-- TUGAS A --
Tentukan apakah setiap pernyataan berikut sesuai dengan teks tentang asal mula perang Uhud: (i) Kaum musyrikin Quraisy kalah pada perang Badr; (ii) Banyak pemimpin Quraisy merasa lebih baik hidup terhina daripada mati; (iii) Perasaan dendam mereka makin lama makin padam. Jawab tiap pernyataan dengan ya atau tidak, disertai kutipan persis kata-kata teks yang menjadi penentunya.
-- TUGAS B --
Jawablah pertanyaan berikut berdasarkan teks tentang asal mula perang Uhud, dengan jawaban bertanda sama:
(i) Pada perang apa kaum musyrikin Quraisy mengalami kekalahan?
(ii) Apa yang dirasakan banyak kepala dan ketua mereka?
(iii) Siapa yang ingin mereka balas?
-- TUGAS C --
Tuliskan kembali bagian teks tentang asal mula perang Uhud tanpa perubahan apa pun, antara "Asal mula terjadinya" dan "tentara muslimin.", keduanya ikut disertakan.

-- TEKS SUMBER --
------
Asal mula terjadinya perang Uhud.
Sejak
kaum musyrikin Quraisy mendapat kekalahan pada perang Badr, yang nyata-nyata
menjatuhkan kebangsaan mereka, sehingga banyak kepala-kepala dan ketua-ketua
mereka merasa lebih baik mati daripada hidup terhina, maka perasaan dendam makin
lama makin berkobar di hati sanubari mereka. Oleh karena itu, mereka tiada
henti-hentinya berusaha dengan berbagai cara agar dapat membalas Nabi SAW dan
tentara muslimin.
------
-- BAHAN TERSEDIA --
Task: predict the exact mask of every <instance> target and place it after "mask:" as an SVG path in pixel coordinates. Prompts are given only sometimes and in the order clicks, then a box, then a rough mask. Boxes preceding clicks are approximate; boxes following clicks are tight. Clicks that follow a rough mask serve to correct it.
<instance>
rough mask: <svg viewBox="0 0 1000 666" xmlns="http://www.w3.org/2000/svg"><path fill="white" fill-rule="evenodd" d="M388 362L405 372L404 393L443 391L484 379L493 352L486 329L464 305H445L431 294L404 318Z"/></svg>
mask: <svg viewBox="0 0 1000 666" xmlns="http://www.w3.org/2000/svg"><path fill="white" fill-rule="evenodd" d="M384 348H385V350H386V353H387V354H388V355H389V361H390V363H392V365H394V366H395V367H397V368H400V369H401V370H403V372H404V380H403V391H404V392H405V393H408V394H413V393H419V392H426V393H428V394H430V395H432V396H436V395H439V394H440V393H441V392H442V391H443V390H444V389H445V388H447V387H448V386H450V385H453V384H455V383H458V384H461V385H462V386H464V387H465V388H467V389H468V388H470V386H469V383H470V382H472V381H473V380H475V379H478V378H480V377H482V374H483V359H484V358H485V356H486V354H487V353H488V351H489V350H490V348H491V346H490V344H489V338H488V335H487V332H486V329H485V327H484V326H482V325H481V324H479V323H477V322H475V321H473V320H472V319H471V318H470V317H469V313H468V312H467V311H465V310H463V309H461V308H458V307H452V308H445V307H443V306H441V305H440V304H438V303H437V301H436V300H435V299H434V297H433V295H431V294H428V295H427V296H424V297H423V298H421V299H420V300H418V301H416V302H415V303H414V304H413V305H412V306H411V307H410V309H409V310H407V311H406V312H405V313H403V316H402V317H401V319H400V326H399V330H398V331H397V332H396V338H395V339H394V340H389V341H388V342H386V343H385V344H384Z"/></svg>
------
-- JAWABAN A --
(i) Ya: "kaum musyrikin Quraisy mendapat kekalahan pada perang Badr"
(ii) Tidak: "merasa lebih baik mati daripada hidup terhina"
(iii) Tidak: "perasaan dendam makin lama makin berkobar di hati sanubari mereka"

-- JAWABAN B --
(i) Perang Badr.
(ii) Mereka merasa lebih baik mati daripada hidup terhina.
(iii) Nabi SAW dan tentara muslimin.

-- JAWABAN C --
Asal mula terjadinya perang Uhud.
Sejak
kaum musyrikin Quraisy mendapat kekalahan pada perang Badr, yang nyata-nyata
menjatuhkan kebangsaan mereka, sehingga banyak kepala-kepala dan ketua-ketua
mereka merasa lebih baik mati daripada hidup terhina, maka perasaan dendam makin
lama makin berkobar di hati sanubari mereka. Oleh karena itu, mereka tiada
henti-hentinya berusaha dengan berbagai cara agar dapat membalas Nabi SAW dan
tentara muslimin.